- Exercise instructions: Count the lines in the items below that contain the word "front", treating uppercase and lowercase as different, and reply with only the number.

## START Dataset content

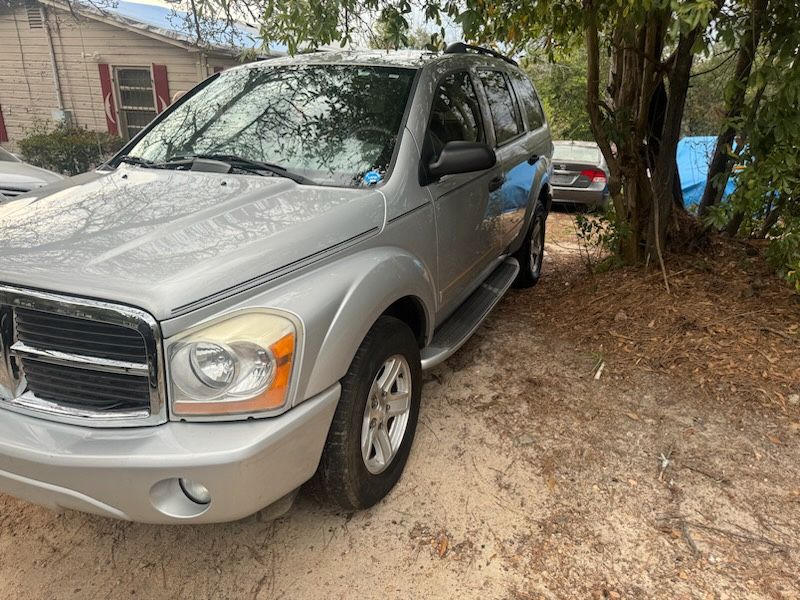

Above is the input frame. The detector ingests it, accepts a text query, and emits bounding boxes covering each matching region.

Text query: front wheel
[514,202,547,288]
[316,317,422,510]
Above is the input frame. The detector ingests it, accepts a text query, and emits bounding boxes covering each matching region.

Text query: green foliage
[522,47,605,141]
[575,202,631,271]
[767,226,800,294]
[19,121,123,175]
[715,14,800,291]
[681,47,736,135]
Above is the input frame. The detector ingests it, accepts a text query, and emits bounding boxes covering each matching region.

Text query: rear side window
[480,71,523,145]
[426,71,483,158]
[514,73,544,130]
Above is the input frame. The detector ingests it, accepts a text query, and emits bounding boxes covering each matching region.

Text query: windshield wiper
[167,153,315,184]
[119,154,156,167]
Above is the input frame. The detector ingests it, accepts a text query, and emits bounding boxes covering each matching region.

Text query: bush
[19,121,123,175]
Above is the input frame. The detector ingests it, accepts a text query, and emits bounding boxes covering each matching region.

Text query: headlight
[170,312,296,416]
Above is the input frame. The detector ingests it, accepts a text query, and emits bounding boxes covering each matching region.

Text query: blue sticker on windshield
[364,171,383,185]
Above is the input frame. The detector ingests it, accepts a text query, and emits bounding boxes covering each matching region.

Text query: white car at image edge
[0,148,64,202]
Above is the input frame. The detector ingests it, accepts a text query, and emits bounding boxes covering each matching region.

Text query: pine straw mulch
[528,214,800,413]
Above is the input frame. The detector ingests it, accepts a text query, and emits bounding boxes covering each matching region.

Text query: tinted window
[514,73,544,130]
[428,72,483,156]
[553,144,600,163]
[480,71,522,145]
[130,65,414,186]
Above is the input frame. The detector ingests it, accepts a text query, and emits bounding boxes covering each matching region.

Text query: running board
[421,257,519,369]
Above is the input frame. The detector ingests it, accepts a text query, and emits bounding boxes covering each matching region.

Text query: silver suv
[0,44,552,523]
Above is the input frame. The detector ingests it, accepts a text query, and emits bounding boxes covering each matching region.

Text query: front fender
[161,246,436,405]
[304,247,436,404]
[508,156,553,254]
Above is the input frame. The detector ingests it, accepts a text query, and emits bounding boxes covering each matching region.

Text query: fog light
[178,478,211,504]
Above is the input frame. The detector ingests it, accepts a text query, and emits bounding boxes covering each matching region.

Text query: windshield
[129,65,414,186]
[553,144,600,164]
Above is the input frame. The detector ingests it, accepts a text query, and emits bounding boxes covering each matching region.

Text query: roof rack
[444,42,517,67]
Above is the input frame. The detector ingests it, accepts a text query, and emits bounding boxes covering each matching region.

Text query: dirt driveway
[0,214,800,599]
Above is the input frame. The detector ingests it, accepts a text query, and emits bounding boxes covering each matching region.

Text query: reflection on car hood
[0,161,64,189]
[0,166,385,319]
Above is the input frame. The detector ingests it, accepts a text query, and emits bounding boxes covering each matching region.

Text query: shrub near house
[19,121,123,175]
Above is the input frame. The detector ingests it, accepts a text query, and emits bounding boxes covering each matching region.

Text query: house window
[25,0,43,29]
[115,67,156,140]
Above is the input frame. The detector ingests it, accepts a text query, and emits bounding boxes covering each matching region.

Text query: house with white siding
[0,0,272,148]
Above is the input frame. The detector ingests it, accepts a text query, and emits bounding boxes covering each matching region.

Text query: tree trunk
[647,21,700,258]
[698,0,767,217]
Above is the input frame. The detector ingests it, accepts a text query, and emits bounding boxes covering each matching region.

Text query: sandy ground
[0,214,800,599]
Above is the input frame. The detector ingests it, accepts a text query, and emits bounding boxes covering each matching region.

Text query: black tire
[514,201,547,288]
[313,316,422,510]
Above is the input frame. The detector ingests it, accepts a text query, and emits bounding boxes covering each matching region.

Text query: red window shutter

## END Dataset content

- Reply to the task: 2